### Exercise description
Your output must consist solely of the lines from the one containing "Please point out the red" through the end of the records, reproduced exactly.

[Excerpts of pointing data]
* * * * * * *

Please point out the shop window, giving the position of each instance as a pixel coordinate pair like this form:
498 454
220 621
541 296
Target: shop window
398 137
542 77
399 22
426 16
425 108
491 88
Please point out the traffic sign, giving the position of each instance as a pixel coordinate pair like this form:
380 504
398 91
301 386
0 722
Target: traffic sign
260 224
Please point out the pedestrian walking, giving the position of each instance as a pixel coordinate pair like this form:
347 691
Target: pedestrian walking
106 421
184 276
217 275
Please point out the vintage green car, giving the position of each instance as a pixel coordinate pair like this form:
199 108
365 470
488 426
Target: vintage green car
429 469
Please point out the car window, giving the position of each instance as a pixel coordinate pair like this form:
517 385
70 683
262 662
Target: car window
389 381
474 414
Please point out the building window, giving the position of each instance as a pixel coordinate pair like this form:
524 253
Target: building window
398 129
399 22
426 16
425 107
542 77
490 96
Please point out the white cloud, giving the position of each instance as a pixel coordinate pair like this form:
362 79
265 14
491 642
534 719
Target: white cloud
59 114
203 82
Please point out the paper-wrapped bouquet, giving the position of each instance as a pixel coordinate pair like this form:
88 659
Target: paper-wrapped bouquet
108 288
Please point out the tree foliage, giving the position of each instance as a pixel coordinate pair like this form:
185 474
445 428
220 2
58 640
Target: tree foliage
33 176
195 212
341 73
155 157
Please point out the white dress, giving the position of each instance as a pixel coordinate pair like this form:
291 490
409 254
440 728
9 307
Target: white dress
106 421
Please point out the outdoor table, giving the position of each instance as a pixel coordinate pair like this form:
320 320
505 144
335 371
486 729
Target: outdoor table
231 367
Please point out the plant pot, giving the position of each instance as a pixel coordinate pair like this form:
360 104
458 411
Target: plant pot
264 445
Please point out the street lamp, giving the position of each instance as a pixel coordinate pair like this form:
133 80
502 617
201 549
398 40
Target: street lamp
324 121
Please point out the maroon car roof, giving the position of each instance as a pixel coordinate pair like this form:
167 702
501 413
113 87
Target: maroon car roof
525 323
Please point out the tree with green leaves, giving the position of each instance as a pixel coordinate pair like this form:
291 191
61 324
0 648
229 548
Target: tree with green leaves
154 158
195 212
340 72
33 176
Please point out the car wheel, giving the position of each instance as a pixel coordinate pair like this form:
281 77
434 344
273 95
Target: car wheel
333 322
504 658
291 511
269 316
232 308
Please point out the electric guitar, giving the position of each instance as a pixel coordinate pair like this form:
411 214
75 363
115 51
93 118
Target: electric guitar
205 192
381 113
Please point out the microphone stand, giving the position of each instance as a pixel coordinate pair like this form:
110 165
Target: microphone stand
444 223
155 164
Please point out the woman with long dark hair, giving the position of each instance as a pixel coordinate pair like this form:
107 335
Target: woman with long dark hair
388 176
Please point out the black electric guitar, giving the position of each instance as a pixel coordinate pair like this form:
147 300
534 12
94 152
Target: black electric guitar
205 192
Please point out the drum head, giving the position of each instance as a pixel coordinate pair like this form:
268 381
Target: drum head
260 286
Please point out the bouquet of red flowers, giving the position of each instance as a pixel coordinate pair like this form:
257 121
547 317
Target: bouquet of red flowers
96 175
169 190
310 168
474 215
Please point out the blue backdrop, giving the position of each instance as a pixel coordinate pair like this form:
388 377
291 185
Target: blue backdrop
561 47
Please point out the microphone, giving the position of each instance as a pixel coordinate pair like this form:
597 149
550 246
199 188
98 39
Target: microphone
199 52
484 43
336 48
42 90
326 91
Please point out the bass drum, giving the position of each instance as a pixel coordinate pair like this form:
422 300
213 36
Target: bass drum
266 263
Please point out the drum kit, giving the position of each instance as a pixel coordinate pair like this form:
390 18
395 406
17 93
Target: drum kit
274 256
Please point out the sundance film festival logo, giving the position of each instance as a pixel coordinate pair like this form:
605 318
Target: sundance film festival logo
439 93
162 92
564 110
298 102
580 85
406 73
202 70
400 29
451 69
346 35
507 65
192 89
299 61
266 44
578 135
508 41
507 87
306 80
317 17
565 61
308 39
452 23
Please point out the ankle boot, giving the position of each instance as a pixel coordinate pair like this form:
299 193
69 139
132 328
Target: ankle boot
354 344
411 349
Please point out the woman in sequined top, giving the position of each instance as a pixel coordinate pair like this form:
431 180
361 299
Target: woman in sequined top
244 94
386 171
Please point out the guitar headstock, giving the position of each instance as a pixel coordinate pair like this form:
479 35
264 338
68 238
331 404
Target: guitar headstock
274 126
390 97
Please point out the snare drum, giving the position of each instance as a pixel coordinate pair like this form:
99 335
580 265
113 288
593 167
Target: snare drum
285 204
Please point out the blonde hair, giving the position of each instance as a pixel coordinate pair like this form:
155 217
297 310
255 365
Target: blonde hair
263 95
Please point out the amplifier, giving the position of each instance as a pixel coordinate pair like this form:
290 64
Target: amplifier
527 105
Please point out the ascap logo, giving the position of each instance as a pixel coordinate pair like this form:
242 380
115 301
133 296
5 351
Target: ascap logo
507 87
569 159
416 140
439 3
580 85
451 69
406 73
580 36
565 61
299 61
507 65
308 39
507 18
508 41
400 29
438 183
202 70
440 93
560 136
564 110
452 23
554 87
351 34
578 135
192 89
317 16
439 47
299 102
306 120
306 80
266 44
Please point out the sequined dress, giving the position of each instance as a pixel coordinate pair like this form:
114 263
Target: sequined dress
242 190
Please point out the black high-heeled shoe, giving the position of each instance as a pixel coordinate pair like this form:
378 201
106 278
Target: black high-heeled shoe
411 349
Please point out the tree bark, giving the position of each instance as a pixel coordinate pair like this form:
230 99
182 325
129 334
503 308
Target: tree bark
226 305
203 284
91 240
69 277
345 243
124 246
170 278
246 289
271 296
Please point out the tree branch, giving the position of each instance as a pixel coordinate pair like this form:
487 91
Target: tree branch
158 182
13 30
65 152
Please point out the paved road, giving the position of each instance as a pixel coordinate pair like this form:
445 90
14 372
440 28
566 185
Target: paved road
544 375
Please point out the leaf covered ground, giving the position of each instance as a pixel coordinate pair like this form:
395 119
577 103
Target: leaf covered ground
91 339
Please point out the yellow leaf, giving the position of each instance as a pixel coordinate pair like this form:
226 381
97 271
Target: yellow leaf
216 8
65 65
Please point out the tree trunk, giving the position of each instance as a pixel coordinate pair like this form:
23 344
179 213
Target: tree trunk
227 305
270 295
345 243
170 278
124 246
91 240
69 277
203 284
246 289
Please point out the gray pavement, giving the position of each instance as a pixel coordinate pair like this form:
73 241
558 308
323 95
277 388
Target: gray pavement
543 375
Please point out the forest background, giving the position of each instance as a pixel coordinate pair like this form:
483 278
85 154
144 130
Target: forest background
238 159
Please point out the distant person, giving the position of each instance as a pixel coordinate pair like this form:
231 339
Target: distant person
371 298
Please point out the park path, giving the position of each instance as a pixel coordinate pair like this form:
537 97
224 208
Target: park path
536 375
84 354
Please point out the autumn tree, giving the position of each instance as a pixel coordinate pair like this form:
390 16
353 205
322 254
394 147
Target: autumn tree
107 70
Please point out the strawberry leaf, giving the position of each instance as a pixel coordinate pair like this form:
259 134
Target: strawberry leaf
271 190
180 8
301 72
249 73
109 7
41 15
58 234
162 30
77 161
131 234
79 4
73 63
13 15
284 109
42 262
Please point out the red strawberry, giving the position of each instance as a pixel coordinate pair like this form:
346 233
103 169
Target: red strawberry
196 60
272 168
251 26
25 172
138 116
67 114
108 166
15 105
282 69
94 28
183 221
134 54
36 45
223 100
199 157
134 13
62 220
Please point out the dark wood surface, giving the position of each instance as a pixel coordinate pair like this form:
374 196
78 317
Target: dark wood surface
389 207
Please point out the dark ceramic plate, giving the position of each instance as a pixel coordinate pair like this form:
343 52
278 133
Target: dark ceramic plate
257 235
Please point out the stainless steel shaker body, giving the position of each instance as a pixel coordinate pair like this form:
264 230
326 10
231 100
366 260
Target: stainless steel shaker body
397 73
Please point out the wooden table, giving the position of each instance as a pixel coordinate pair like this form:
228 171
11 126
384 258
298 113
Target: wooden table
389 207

* * * * * * *

### Written response
Please point out the red strawberry, giving the position of each instance as a pixel coordinate pair like this form:
346 233
103 169
Target: red strawberry
196 60
272 168
251 26
25 172
138 116
67 114
108 166
15 105
282 69
94 28
183 221
134 54
36 45
223 100
199 157
134 13
62 220
Please point out the dark wood surface, giving the position of each instance as a pixel coordinate pair like this form:
374 196
78 317
Target: dark wood surface
389 207
Please point out the dark ceramic plate, giving the position of each instance as a pixel coordinate pair like this form:
343 52
278 133
Target: dark ceramic plate
257 235
Please point out the stainless steel shaker body, giving the position of each instance as a pixel coordinate pair like this form:
264 230
326 10
231 100
366 260
Target: stainless steel shaker body
397 73
Please point out the wooden table, giving the position of each instance as a pixel coordinate pair like this form:
228 171
11 126
384 258
298 113
Target: wooden table
389 207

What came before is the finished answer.